TEXT EXCERPT:
▬▬▬
Rolling Thunder Endorses Bush

WaPo — Focus Swings to Vietnam, With a Roar

A younger generation of war veterans swept into town yesterday, shifting the tone of the city’s Memorial Day celebrations from the long-ago heroism of World War II to the still-raw wounds of Vietnam.

Clad in leather, astride gleaming Harleys, they trailed American flags and the black flags that honor U.S. prisoners of war and military members missing in action. With horns blaring and fists raised, they rode into Washington more than 400,000 strong, according to organizers of the 17th annual Rolling Thunder “Ride for Freedom,” to pay homage to buddies who never made it home.

On the Mall, long lines of solemn visitors made the pilgrimage to the Vietnam Veterans Memorial to find and touch the carved names of those they knew and loved.

“It took a lot to get the courage up to come down here,” said Curt Steur, 54, a lanky former Marine from Bucks County, Pa., who served in Vietnam in 1968 and 1969. “To come down here and to see names on a granite wall, when you knew the people behind those names. . . .”

“It’s rough,” said his teary-eyed buddy, a hulking man in a camouflage jacket who had a wild reddish-white ponytail and gave his name only as Willy.
▬▬▬
GIVEN INSTRUCTION 1:
Decide whether each statement agrees with the article on the Rolling Thunder ride, answering yes or no and quoting the words of the article that settle it: (a) Organizers put the number of riders at more than 400,000. (b) The ride was the 20th annual event. (c) Curt Steur served in the Army.
GIVEN INSTRUCTION 2:
Reproduce the part of the article on the Rolling Thunder ride starting with "Clad in leather, astride" and going on through "knew and loved.", swapping "Harleys" for "motorcycles".
The records that follow were taken from a separate source.

(Items listed in a dataset)
▬▬▬
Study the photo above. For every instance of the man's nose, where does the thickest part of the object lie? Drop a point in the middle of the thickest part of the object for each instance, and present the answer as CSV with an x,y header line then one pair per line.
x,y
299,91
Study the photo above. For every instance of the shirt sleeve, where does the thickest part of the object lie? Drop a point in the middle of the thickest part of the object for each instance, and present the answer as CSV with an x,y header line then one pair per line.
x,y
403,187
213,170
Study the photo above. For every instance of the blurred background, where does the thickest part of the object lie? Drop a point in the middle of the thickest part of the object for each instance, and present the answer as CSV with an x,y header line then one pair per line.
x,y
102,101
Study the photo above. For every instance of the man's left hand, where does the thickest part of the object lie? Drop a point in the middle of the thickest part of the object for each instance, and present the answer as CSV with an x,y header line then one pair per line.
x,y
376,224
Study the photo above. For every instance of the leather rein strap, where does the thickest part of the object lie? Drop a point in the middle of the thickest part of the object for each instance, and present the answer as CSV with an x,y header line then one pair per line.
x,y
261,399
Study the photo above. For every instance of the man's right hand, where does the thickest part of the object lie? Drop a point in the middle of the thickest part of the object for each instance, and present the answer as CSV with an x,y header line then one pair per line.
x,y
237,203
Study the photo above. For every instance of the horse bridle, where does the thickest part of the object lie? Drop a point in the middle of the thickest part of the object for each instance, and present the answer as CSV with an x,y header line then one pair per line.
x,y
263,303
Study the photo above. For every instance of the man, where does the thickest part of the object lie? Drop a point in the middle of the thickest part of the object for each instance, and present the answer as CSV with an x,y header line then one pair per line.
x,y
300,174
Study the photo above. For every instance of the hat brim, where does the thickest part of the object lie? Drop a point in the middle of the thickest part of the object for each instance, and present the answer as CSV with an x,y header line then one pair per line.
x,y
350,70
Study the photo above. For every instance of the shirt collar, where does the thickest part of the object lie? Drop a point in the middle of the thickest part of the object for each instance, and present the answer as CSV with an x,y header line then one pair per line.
▬▬▬
WORKED ANSWER 1:
(a) Yes: "they rode into Washington more than 400,000 strong, according to organizers"
(b) No: "the 17th annual Rolling Thunder “Ride for Freedom,”"
(c) No: "a lanky former Marine from Bucks County, Pa."

WORKED ANSWER 2:
Clad in leather, astride gleaming motorcycles, they trailed American flags and the black flags that honor U.S. prisoners of war and military members missing in action. With horns blaring and fists raised, they rode into Washington more than 400,000 strong, according to organizers of the 17th annual Rolling Thunder “Ride for Freedom,” to pay homage to buddies who never made it home.

On the Mall, long lines of solemn visitors made the pilgrimage to the Vietnam Veterans Memorial to find and touch the carved names of those they knew and loved.